__WHAT NEEDS TO BE DONE__
Find every line in the records that contains the word "wooden", and copy each of those lines.

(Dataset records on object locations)

--- Begin ---

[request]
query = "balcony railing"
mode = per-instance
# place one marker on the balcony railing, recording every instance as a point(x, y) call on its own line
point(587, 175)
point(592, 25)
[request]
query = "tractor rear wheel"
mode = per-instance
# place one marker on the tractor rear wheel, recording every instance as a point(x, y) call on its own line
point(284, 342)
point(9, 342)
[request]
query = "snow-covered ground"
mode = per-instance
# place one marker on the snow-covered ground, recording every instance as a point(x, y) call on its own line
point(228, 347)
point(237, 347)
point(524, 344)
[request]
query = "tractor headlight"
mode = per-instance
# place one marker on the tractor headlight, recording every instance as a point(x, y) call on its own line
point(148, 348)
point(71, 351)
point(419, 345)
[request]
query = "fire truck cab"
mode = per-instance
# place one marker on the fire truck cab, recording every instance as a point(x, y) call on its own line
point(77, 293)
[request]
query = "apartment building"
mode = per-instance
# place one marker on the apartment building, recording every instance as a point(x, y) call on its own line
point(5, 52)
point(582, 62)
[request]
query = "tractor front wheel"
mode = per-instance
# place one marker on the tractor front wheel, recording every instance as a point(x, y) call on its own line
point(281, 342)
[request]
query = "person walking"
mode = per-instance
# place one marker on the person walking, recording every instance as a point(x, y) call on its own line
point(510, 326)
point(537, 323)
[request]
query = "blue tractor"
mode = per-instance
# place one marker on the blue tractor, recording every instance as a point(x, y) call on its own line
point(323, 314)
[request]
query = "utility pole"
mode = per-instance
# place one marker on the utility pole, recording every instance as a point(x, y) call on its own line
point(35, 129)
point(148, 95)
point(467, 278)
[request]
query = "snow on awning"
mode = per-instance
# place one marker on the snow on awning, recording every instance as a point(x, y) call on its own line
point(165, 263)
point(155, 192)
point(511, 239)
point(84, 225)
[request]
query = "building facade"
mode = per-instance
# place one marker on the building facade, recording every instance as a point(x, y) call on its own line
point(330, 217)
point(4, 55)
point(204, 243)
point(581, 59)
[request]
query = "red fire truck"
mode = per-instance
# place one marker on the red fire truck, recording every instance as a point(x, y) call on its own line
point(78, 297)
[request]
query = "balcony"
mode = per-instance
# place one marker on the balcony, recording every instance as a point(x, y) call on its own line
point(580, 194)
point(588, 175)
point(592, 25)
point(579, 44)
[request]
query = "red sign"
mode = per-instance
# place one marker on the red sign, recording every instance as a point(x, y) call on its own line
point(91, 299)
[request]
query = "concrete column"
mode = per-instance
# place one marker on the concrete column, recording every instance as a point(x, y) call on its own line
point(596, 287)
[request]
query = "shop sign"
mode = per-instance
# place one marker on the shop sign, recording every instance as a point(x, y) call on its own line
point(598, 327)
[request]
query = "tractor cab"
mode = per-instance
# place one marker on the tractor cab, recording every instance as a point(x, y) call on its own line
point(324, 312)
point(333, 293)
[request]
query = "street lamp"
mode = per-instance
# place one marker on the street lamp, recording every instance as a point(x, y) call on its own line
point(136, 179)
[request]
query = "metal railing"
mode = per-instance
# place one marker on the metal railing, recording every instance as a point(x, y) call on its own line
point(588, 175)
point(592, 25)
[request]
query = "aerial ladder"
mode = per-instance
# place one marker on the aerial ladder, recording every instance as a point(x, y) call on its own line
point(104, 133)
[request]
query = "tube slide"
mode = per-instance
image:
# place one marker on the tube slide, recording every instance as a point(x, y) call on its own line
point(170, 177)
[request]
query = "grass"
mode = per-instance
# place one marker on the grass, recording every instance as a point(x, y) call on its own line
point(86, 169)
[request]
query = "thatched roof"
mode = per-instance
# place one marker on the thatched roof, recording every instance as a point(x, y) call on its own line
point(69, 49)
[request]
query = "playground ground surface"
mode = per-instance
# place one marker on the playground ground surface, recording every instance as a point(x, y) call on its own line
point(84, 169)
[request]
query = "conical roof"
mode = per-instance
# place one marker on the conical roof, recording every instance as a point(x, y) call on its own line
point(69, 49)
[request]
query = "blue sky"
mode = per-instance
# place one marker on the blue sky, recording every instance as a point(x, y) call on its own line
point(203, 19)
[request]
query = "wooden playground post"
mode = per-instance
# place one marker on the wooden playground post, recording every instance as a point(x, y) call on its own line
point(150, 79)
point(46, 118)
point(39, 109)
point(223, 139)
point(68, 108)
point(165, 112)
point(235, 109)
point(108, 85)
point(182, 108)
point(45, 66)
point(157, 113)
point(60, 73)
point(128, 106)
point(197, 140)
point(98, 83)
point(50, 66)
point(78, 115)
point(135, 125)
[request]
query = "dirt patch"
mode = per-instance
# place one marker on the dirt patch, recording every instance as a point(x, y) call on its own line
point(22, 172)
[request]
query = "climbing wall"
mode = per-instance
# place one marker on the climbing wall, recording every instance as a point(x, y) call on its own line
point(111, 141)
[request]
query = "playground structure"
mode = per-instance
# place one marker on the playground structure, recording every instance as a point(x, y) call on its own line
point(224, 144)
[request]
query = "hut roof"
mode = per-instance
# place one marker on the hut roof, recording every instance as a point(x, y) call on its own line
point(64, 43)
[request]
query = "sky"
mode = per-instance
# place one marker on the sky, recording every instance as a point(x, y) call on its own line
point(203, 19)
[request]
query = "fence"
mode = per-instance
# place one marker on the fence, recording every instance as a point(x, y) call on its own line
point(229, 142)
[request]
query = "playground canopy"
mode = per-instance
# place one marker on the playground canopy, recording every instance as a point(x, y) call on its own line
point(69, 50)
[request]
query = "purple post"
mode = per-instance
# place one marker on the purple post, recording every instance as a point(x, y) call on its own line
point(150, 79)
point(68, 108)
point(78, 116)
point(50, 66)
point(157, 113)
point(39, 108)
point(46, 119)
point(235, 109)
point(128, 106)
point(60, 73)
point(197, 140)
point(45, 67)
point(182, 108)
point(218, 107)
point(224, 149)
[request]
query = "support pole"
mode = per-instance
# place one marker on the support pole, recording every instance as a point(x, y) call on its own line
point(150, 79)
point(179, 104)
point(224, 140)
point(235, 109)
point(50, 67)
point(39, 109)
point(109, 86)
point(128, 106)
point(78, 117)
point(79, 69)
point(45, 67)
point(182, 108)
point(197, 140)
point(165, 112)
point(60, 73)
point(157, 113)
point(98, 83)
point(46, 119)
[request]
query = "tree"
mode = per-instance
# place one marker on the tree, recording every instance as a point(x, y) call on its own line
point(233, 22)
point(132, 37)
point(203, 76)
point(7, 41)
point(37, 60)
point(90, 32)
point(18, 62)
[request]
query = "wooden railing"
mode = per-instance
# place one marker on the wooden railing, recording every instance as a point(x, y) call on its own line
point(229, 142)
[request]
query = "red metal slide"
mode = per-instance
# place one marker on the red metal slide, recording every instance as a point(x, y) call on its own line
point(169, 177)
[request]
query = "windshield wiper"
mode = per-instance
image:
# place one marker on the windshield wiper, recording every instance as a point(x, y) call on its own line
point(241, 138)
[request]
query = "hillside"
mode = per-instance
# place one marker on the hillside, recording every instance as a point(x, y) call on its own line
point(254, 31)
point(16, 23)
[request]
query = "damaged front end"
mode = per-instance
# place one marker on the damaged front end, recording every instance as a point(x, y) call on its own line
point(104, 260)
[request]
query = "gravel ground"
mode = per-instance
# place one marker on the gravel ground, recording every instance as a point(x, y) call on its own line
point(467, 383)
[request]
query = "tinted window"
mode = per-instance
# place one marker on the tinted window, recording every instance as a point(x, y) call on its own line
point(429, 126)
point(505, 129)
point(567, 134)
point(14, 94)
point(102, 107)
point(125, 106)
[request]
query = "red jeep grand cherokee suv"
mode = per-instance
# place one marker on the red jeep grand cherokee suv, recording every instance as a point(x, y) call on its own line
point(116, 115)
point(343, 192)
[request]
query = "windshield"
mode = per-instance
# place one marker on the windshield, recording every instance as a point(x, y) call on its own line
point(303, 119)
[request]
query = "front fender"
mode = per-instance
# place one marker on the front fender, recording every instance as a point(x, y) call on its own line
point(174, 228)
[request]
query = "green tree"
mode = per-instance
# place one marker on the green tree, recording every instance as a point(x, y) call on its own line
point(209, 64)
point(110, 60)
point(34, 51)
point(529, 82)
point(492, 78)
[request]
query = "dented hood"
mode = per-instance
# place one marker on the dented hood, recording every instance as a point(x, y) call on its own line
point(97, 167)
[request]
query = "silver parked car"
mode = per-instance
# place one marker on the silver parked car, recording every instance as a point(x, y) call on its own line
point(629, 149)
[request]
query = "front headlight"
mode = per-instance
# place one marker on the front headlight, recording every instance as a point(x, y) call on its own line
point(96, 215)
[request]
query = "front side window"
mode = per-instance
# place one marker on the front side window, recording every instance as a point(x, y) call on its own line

--- End ---

__EXERCISE OUTPUT__
query = "wooden playground post"
# place one marker on the wooden playground post, recording every instance as a point(x, y) call on its own line
query = "wooden railing"
# place one marker on the wooden railing, recording every instance as a point(x, y) call on its own line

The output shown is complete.